------ Items ------

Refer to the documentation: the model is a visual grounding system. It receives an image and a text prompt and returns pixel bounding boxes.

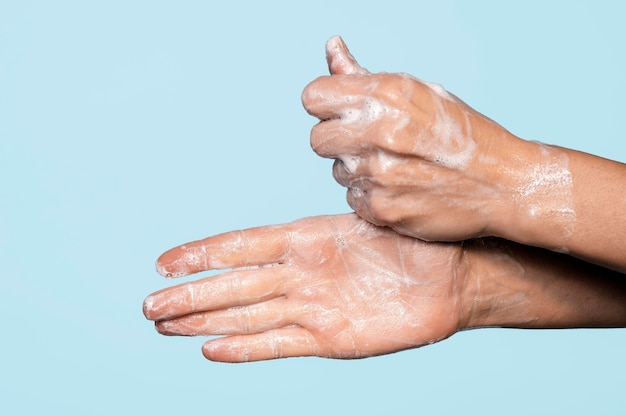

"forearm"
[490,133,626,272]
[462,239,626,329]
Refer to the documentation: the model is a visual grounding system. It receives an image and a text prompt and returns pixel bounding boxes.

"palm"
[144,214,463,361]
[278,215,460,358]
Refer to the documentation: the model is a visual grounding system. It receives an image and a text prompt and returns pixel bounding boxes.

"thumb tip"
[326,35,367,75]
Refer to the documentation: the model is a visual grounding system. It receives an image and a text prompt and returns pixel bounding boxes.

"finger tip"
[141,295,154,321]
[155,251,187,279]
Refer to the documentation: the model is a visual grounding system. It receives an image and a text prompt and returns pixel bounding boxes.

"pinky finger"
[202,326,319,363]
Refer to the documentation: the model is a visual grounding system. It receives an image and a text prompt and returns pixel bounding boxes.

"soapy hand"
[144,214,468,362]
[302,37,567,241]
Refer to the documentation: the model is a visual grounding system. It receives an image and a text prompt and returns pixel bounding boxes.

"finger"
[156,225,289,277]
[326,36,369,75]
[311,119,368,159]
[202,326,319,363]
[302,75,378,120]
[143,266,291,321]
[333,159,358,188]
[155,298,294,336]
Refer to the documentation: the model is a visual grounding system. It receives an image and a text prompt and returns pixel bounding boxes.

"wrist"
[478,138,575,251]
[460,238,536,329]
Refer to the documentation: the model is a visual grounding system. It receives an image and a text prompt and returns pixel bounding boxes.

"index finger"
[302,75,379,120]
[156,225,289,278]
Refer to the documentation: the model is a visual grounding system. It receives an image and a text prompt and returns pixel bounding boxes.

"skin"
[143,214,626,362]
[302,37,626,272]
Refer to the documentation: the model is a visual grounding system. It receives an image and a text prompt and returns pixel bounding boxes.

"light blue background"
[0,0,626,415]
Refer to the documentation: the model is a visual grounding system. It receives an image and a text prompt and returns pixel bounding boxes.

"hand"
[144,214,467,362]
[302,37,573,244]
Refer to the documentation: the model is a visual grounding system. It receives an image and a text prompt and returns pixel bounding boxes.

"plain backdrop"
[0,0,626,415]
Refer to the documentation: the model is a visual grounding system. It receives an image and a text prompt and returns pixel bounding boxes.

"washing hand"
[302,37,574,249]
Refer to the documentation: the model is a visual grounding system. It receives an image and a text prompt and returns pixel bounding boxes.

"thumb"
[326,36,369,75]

------
------ Items ------

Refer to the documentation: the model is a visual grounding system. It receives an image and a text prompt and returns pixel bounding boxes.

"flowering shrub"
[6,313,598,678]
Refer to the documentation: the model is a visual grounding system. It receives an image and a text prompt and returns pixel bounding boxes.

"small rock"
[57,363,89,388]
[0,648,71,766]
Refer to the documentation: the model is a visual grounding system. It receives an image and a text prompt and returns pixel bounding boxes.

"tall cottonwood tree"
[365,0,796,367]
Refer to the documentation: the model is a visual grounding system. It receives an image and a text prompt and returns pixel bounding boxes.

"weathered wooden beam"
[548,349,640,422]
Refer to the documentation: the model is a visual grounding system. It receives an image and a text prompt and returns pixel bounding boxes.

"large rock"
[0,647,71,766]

------

→ Stated goal
How many lines in the rows above contain the string "finger"? Case counts, so match it exactly as cased. Give only the number.

→ Output of the exercise
4